◆ **GIVEN RECORDS**
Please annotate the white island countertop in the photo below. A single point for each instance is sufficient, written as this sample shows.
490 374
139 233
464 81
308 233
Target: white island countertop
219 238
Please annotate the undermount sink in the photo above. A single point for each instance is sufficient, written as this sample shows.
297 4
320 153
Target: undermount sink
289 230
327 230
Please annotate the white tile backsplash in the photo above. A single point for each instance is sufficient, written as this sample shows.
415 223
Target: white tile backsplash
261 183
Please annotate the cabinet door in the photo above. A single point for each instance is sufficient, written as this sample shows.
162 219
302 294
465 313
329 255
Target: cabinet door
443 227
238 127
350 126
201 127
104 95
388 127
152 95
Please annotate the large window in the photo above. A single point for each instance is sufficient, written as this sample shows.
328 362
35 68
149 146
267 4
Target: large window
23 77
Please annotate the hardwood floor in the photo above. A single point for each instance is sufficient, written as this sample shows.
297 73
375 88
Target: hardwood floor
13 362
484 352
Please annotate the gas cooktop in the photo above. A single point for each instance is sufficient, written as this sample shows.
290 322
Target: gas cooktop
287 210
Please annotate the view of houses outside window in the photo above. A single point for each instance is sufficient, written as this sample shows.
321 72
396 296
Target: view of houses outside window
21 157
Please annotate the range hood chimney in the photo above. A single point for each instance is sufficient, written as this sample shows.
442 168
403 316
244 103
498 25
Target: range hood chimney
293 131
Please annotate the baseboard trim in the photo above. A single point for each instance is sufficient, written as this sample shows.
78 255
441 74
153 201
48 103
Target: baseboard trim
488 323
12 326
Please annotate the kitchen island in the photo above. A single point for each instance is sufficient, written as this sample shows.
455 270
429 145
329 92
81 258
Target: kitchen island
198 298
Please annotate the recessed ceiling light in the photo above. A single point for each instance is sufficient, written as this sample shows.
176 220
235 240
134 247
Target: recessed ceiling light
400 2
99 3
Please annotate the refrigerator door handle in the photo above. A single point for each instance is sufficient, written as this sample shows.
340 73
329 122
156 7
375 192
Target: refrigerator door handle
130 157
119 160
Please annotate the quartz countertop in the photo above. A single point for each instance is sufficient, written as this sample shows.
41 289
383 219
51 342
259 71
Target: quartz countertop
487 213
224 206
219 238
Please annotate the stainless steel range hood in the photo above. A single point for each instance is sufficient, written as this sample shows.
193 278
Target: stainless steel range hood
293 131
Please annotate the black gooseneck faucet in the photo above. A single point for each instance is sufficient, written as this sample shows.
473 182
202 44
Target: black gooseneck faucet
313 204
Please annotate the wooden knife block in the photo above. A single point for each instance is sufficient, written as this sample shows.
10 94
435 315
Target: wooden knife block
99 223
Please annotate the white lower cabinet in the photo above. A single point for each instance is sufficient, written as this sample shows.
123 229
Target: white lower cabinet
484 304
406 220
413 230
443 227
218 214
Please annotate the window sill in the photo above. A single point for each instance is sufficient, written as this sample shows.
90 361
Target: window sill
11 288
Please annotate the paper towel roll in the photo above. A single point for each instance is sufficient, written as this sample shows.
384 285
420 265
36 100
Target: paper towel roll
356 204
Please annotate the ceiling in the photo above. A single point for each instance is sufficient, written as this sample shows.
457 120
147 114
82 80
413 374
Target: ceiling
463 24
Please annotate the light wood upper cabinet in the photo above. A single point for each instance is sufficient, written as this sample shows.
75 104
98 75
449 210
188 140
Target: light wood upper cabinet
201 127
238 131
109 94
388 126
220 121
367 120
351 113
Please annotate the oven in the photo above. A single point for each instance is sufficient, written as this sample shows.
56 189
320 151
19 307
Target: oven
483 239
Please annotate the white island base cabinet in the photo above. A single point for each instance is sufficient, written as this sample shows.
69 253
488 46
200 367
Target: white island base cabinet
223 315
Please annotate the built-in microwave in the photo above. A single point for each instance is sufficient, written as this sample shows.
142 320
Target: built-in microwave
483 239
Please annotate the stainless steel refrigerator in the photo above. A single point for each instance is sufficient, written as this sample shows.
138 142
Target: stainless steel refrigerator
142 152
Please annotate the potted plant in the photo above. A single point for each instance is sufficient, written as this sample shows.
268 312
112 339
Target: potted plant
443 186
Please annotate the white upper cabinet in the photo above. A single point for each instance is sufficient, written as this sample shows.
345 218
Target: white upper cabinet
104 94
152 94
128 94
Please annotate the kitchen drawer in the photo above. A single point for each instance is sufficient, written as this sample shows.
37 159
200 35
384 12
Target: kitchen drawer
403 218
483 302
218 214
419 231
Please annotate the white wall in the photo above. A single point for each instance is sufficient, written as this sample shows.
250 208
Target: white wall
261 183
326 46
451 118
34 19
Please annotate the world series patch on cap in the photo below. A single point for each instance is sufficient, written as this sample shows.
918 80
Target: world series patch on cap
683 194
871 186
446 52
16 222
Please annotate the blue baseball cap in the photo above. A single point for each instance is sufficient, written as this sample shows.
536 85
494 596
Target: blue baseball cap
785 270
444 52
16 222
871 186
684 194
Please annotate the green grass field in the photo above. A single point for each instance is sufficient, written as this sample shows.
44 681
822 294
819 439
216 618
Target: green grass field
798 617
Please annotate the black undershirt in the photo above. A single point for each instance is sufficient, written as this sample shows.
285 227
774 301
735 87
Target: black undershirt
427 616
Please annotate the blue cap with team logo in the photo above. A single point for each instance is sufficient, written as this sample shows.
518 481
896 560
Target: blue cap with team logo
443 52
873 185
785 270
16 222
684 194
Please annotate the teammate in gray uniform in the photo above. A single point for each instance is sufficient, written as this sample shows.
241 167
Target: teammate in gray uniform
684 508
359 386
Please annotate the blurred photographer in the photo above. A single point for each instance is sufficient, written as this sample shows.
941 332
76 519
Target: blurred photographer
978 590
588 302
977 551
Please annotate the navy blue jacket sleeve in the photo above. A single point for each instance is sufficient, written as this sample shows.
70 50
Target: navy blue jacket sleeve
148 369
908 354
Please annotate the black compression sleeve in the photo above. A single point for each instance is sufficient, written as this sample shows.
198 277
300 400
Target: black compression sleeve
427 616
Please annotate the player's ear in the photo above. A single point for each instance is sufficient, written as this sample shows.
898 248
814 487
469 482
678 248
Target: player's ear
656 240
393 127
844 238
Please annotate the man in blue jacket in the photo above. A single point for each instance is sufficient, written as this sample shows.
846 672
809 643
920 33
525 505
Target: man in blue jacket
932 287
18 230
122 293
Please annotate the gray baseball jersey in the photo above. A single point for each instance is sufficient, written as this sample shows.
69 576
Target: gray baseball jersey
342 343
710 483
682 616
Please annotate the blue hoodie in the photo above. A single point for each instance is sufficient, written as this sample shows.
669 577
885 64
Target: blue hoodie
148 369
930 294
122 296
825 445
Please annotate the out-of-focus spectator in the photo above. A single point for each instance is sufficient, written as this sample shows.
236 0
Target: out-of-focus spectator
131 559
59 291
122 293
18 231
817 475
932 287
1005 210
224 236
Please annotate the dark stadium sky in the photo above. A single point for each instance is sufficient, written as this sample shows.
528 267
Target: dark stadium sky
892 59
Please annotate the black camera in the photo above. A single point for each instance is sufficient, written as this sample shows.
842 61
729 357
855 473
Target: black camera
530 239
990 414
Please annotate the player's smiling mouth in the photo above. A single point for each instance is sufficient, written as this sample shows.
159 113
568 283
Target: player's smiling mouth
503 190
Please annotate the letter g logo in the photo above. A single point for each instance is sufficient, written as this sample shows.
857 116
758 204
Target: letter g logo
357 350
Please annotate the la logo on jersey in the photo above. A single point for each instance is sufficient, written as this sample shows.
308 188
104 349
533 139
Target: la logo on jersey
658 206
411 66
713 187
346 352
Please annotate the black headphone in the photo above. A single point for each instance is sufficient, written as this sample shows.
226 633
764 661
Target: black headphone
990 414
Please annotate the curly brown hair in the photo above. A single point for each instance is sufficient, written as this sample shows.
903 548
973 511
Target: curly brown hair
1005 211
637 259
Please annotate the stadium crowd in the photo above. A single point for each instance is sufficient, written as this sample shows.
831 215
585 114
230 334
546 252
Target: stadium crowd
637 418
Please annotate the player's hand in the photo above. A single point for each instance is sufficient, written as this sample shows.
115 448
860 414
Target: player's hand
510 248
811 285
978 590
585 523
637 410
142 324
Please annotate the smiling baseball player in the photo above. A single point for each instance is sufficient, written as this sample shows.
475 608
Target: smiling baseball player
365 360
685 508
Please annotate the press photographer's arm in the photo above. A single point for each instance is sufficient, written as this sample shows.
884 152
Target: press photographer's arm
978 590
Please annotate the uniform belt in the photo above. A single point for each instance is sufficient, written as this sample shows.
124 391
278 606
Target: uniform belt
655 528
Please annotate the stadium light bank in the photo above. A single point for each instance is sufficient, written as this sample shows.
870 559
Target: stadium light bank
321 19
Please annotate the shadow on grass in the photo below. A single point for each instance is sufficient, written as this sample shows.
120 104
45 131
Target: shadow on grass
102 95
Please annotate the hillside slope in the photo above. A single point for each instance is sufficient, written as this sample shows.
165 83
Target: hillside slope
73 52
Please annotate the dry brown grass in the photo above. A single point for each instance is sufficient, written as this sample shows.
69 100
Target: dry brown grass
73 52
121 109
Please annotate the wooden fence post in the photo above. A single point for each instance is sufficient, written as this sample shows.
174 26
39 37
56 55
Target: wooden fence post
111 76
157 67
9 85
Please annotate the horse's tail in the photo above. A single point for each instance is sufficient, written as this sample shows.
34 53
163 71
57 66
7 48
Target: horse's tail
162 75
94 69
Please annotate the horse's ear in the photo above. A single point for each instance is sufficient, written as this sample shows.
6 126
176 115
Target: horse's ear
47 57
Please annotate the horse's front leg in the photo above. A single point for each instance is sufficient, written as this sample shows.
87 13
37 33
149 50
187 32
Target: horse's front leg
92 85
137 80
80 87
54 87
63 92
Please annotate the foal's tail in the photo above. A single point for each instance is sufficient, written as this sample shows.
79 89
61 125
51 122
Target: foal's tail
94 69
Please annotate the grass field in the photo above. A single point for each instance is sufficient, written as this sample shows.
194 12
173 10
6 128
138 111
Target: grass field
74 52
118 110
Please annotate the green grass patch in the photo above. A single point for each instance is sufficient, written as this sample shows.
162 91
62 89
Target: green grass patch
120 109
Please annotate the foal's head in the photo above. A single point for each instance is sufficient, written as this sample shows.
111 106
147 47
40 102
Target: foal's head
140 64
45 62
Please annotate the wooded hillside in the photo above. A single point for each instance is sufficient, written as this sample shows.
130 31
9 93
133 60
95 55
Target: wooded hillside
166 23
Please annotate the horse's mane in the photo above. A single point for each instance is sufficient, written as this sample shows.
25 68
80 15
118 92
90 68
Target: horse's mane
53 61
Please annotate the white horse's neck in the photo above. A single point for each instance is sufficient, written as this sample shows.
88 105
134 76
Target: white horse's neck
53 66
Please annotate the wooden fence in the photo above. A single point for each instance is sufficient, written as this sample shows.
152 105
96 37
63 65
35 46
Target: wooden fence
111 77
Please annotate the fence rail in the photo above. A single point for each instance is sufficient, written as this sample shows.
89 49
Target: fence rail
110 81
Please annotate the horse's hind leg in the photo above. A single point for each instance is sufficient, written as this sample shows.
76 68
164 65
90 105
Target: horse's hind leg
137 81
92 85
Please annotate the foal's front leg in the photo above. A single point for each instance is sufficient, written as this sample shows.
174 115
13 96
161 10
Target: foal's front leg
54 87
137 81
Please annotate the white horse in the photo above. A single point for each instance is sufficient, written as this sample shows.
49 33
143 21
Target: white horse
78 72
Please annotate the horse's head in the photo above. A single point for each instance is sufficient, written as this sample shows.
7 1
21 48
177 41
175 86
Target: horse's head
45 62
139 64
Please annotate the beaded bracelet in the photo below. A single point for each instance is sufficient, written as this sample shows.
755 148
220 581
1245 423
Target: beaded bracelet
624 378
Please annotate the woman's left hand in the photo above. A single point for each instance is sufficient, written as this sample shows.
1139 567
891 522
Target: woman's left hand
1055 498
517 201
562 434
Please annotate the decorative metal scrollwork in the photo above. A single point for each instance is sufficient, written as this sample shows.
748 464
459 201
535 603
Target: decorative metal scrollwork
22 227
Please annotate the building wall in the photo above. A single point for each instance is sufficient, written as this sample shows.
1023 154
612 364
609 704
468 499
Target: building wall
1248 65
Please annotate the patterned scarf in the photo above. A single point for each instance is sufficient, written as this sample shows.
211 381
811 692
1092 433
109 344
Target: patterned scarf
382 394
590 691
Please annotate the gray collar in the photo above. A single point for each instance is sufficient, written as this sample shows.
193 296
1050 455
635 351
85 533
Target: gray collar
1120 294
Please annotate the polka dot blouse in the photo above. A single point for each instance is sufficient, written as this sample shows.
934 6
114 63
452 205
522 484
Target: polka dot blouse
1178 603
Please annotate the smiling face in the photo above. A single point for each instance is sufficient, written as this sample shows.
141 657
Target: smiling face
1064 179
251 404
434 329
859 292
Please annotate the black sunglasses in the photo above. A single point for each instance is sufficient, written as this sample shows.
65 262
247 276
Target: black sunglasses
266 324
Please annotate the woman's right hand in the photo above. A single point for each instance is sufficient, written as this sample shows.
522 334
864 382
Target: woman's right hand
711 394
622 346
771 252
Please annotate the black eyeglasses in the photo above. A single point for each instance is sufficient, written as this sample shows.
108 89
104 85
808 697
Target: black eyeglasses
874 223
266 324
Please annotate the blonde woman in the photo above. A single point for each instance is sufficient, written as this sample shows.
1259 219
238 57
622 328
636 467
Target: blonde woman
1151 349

◆ **AIM OF THE EXERCISE**
Copy out everything from the line containing "Please annotate the building" down through the end of the material, keeping every line, and shift each answer coordinate by adding 66 to it. All other numbers stay as they are.

◆ **EXERCISE ANSWER**
Please annotate the building wall in the photo above. A single point for each instance is sufficient, written as this sample shows.
1023 154
612 364
609 704
468 499
Target: building wall
1314 131
Please annotate the patterned scarf in the photo above. A single point for each instance is sufficient, written as this sample shows.
211 381
811 692
1092 433
109 344
Target: patterned scarf
448 460
656 757
Please annotate the gray collar in the photo above. A single point for each instance is sufficient, written as this sample shows.
193 296
1050 455
635 351
85 533
Target: gray collar
1186 360
Please annotate the polka dot blouse in the photo above. A single point for each instance is sufficient, written as this sample shows.
934 6
114 63
452 205
522 484
Target: polka dot blouse
1244 669
Please annotate the smiling face in the photo above. A single point for each instance is sufficient, written as this sample shows.
141 657
Target: smiling face
1130 245
317 470
500 395
925 358
Please annotate the black sunglasses in the photo above. A single point for each instance is sufficient, written as this sample shows.
65 262
247 276
Target: black sunglasses
332 390
Please annotate the woman's right hand in the photo above. A single point for each instance is sufficient, written as this sample shows.
522 334
864 382
Target: woman's right hand
777 460
688 412
837 318
Please annotate the black eyeglasses in the photo above. A single point for each instance is sufficient, written as this sample shows.
108 89
104 85
808 697
Target: black eyeglasses
940 289
332 390
Please annotate the blonde woman in the photo above. A single point for each instance is sufficient, written as this sample shows.
1259 219
238 57
622 328
636 467
Target: blonde woman
1217 415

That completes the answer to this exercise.